[Begin Recorded data]

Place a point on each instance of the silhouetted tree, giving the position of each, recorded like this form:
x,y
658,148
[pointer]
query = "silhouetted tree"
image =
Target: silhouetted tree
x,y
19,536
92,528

[End Recorded data]

- Brief -
Revise the items above so that "silhouetted tree" becomes "tree silhouette" wherever it occurs, leaving every other line unchanged.

- In response -
Place a point on each instance of the tree silhouette, giving the position of each, recorded like this form:
x,y
658,148
[pointer]
query = "tree silhouette"
image =
Target: tree silhouette
x,y
19,536
92,528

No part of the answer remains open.